Goal -> Retype the records exactly, from their first line through the line containing "341 187 383 233", including both of those lines and nothing more.

Provided entries ->
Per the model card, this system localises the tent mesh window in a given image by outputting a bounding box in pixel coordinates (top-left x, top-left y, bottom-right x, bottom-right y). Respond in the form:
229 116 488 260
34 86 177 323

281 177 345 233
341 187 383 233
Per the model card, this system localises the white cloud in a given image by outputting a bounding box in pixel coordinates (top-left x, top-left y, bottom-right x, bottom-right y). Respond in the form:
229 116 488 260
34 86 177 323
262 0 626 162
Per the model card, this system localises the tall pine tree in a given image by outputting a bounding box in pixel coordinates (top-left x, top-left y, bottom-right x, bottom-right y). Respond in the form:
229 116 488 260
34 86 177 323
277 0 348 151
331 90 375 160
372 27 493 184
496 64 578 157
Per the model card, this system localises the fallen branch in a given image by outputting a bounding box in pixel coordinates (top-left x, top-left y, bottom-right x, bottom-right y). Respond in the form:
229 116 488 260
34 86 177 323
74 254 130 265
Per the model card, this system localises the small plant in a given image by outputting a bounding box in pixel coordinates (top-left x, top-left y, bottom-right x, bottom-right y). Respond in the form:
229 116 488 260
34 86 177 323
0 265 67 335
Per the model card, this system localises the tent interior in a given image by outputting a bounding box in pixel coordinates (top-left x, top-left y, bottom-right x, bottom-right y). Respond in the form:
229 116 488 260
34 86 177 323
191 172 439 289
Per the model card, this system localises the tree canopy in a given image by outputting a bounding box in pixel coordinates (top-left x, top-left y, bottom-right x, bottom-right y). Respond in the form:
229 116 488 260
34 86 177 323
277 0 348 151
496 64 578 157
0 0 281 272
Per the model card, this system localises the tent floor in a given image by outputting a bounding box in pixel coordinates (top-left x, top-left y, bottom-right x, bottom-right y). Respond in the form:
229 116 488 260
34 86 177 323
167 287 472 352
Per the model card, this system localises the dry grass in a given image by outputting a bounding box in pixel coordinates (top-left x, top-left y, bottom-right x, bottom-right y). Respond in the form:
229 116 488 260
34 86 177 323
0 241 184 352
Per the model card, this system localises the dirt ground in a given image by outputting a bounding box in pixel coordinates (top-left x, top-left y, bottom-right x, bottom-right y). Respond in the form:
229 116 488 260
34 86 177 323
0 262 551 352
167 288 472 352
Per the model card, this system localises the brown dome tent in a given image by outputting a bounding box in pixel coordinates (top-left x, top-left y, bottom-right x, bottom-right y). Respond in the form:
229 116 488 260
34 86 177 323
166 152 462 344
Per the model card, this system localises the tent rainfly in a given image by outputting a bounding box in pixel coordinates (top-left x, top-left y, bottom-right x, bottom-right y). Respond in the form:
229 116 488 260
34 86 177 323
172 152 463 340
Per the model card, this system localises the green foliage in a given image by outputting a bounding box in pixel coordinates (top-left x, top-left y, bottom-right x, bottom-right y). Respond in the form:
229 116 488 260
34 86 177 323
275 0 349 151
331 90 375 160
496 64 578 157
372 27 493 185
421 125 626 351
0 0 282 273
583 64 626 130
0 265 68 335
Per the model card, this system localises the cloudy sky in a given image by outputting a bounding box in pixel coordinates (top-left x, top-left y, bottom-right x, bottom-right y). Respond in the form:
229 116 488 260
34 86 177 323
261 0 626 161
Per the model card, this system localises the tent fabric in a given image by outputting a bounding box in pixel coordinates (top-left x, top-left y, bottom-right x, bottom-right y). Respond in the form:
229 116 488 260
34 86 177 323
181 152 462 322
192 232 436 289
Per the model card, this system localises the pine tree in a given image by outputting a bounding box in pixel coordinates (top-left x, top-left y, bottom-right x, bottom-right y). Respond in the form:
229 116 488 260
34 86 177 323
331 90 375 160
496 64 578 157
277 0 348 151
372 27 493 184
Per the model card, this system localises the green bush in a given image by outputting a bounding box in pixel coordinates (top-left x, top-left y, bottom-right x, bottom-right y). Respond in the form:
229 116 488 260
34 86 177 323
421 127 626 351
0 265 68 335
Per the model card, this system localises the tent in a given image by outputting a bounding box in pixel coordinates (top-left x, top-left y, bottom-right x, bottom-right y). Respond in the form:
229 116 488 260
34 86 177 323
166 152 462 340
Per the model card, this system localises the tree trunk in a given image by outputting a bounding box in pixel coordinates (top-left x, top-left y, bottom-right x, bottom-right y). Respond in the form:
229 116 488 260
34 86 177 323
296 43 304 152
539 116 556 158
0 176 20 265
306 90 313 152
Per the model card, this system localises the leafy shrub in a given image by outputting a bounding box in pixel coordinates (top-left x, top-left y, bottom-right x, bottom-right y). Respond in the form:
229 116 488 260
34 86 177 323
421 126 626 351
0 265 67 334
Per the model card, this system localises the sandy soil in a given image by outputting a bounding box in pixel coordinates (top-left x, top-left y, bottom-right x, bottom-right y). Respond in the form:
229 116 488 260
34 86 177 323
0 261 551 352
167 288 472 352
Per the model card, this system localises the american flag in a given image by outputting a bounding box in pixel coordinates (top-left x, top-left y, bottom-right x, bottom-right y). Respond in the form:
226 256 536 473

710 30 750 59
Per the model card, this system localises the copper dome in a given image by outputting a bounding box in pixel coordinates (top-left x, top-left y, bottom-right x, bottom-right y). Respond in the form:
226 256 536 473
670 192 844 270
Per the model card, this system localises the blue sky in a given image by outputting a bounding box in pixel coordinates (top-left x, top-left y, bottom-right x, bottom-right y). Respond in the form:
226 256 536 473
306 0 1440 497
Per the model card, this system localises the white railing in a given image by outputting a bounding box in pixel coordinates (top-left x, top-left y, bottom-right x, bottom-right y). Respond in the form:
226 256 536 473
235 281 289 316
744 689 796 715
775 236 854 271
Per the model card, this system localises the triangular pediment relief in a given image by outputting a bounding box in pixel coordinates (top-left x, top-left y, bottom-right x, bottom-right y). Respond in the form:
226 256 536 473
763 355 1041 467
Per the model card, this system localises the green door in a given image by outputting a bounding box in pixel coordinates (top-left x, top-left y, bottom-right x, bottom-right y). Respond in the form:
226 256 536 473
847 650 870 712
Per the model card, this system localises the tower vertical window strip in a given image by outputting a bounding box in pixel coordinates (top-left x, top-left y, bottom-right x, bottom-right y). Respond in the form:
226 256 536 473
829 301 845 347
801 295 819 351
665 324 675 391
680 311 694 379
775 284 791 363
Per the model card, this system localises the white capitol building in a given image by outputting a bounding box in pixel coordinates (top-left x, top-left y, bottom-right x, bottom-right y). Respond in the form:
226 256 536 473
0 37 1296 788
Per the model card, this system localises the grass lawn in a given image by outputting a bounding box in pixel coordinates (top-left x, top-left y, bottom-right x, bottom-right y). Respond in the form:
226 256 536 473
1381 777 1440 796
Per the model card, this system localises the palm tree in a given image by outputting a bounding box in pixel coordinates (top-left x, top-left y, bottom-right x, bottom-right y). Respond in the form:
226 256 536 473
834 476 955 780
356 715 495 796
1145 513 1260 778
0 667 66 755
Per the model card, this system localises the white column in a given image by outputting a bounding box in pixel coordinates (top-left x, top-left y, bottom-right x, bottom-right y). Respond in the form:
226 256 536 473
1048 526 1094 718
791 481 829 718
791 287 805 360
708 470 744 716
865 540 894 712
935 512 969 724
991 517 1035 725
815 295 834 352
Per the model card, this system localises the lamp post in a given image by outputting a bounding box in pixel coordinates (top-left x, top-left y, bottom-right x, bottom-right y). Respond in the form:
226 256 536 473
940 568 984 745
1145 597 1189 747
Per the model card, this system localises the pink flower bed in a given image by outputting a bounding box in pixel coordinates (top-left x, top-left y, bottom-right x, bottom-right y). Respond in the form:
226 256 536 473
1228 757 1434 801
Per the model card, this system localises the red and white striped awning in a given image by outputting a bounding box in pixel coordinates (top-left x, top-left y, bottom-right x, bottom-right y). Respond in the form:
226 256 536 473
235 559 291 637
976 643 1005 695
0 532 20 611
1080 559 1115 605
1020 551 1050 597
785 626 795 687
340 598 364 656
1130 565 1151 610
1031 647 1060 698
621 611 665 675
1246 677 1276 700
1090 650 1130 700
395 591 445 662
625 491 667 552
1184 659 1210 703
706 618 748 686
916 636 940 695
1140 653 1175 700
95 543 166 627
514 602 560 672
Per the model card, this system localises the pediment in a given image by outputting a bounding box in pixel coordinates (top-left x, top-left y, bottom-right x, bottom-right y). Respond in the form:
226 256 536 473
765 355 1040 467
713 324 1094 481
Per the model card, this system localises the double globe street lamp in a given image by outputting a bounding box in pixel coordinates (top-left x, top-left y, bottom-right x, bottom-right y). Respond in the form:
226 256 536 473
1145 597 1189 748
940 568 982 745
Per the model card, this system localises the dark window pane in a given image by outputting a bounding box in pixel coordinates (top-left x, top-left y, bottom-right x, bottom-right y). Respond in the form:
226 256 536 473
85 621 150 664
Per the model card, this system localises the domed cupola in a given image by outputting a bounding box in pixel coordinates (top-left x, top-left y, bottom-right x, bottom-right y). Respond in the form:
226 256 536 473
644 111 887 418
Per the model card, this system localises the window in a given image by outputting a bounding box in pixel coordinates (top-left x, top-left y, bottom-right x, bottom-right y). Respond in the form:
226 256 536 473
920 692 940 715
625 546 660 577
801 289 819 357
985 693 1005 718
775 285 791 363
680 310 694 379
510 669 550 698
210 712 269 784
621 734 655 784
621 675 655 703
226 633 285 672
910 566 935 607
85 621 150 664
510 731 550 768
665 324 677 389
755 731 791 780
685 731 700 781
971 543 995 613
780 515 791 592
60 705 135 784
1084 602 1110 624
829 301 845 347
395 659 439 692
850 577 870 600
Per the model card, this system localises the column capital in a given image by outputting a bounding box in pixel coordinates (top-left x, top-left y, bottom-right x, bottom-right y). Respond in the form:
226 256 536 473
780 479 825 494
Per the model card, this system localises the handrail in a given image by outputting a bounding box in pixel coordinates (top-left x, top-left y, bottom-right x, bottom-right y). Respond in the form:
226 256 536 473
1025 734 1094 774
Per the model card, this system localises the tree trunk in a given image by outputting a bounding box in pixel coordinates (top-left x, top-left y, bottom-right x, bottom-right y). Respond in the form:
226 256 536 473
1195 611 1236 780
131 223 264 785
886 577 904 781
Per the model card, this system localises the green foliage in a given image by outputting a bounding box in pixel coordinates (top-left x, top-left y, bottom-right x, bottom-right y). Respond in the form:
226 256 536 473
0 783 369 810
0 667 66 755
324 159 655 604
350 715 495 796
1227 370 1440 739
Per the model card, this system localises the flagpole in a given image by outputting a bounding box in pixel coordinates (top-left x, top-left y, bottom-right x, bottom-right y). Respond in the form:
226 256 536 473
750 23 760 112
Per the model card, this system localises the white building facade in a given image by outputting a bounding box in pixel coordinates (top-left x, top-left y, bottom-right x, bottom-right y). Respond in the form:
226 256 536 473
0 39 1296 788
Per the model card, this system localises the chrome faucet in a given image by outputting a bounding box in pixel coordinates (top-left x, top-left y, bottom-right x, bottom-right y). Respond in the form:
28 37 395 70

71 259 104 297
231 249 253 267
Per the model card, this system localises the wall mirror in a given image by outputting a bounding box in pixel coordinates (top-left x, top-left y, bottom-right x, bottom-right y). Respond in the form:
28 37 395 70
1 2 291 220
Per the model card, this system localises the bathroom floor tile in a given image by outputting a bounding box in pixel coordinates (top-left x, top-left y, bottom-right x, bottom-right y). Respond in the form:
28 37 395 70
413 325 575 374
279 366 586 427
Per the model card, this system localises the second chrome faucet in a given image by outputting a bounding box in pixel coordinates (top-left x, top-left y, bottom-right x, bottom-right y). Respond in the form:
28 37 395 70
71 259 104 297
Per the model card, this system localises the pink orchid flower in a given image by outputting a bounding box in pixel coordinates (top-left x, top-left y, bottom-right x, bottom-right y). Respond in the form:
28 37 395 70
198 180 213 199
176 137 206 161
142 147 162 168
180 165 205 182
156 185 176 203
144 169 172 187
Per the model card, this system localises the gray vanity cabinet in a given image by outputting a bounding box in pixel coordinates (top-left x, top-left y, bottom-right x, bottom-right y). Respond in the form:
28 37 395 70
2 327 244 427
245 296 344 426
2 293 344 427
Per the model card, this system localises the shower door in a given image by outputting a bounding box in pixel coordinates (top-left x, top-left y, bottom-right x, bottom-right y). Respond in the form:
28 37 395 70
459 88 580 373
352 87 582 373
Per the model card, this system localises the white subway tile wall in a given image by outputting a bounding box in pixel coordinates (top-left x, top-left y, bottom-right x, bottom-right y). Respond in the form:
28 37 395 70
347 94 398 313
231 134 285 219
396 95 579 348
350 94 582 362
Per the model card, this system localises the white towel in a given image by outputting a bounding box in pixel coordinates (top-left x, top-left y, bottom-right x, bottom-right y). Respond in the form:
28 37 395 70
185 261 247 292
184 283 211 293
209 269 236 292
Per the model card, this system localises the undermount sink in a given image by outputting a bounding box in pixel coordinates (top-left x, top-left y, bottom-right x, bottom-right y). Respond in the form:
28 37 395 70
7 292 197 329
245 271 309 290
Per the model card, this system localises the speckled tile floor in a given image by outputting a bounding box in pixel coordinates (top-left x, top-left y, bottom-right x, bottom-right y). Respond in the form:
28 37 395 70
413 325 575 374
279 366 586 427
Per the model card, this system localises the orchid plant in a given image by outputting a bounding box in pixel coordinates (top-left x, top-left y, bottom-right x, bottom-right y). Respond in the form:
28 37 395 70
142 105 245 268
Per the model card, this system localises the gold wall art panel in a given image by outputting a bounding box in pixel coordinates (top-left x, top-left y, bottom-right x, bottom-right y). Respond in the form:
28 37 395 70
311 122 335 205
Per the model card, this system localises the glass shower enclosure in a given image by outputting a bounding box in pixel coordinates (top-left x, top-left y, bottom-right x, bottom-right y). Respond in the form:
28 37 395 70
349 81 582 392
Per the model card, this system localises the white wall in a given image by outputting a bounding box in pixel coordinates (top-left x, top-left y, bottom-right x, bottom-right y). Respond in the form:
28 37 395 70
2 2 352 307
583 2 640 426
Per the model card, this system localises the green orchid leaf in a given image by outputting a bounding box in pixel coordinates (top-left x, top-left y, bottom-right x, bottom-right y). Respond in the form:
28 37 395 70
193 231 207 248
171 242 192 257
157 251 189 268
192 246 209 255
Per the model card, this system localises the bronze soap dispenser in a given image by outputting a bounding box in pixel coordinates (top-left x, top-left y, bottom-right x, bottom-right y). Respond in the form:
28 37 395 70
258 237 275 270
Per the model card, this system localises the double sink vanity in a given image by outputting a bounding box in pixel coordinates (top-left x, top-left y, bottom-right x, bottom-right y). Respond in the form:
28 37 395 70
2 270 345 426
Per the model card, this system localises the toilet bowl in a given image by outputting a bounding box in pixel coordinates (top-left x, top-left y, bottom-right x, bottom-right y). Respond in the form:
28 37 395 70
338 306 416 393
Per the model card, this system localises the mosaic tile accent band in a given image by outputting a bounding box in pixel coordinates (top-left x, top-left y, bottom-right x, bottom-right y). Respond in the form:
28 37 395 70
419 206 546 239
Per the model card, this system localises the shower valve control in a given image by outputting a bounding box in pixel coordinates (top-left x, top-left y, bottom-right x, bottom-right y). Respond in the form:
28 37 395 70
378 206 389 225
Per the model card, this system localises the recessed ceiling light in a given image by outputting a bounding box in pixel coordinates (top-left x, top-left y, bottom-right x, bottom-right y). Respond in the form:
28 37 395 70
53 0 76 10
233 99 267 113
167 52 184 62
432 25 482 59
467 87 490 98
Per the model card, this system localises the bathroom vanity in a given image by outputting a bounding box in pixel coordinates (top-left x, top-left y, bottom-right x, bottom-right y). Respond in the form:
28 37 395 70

Reply to the exercise ->
Per the model card, this system localises the tent mesh window in a given image by outputting a bounding box in pixel coordinates (top-left x, top-left y, bottom-right x, bottom-right y). Respond in the form:
229 116 488 260
34 86 177 323

281 177 345 233
341 187 383 233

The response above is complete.